Si no fuera porque 4x4, la primera película dirigida en solitario por Mariano Cohn, dura 90 minutos, bien podría ser una suerte de apéndice de Relatos salvajes. Algo así como un corto que –por su excesiva duración– se quedó afuera de la película de Damián Szifron y que ahora llega, cinco años después, a la manera de un bonus track. 4x4 tiene la misma estructura de fábula perversa de aquellos cuentos crueles, la misma violencia tóxica y la misma misantropía, en tanto lo que predomina en el film de Cohn es una aversión universal al género humano. Algo no muy distinto, por otra parte, a lo que sucedía en sus realizaciones previas junto a Gastón Duprat –ahora coguionista y coproductor de 4x4–, como El ciudadano ilustre (2016) o El hombre de al lado (2009).

### Consigna 1
Contesta estas preguntas con lo que dice el texto sobre la película 4x4:
(a) ¿Cuánto dura 4x4?
(b) ¿Quién dirigió Relatos salvajes?
(c) ¿Qué papel cumple Gastón Duprat en 4x4?
### Consigna 2
Escribe unas líneas más del texto sobre la película 4x4, siguiendo justo después de la última oración.

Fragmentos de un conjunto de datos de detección

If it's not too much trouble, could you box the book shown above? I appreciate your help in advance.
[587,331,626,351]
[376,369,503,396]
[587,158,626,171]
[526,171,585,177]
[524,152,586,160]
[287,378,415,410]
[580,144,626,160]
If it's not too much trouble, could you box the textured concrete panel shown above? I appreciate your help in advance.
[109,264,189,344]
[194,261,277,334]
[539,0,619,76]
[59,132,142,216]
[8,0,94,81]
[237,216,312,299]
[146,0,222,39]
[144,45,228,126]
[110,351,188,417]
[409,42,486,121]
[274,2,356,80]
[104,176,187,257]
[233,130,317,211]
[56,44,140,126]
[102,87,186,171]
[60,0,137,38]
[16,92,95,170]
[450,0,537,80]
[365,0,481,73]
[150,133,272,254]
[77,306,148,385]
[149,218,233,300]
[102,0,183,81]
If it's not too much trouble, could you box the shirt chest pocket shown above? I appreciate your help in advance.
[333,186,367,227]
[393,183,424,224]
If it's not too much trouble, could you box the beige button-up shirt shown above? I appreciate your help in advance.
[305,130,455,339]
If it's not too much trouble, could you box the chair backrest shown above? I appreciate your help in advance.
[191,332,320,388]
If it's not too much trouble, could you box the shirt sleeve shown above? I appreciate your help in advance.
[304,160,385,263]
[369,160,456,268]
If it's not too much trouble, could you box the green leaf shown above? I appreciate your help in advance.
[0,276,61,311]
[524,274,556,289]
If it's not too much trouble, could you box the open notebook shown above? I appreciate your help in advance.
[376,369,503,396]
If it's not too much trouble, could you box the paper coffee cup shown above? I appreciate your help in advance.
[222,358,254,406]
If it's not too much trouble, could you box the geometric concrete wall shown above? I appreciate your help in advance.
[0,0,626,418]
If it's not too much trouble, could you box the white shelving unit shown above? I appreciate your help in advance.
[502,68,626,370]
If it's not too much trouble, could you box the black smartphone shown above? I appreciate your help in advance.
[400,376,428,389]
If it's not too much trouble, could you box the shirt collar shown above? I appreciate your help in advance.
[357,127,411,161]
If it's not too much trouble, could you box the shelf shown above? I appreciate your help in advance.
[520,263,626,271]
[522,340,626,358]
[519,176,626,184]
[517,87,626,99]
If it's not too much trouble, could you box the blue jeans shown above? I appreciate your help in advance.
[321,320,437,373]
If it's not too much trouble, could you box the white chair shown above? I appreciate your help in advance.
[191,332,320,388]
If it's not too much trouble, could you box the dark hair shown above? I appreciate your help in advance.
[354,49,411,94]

### Respuesta 1
(a) 90 minutos.
(b) Damián Szifron.
(c) Es coguionista y coproductor.

### Respuesta 2
La anécdota es simple. Un pibe chorro –pelo teñido de rubio, camiseta rosada de Boca, cadena de oro al cuello– le echa el ojo a una flamante camioneta 4x4 estacionada en una calle de barrio y no puede dejar pasar la oportunidad. Entra con una facilidad pasmosa, se dedica con rápido profesionalismo a sacar el estéreo, se prueba satisfecho los anteojos de sol que encuentra en la guantera y antes de irse decide dejarle un regalo al propietario: en un gesto de resentimiento de clase, le orina el tapizado con una sonrisa canchera. El problema es que cuando se quiera ir, le resultará imposible: la camioneta se cierra automáticamente, como una caja fuerte. Está completamente blindada e insonorizada y sus vidrios son polarizados, por lo cual nadie del exterior puede saber que el tipo está exasperado allí dentro de esa trampa, muriendo lentamente de sed y desesperación.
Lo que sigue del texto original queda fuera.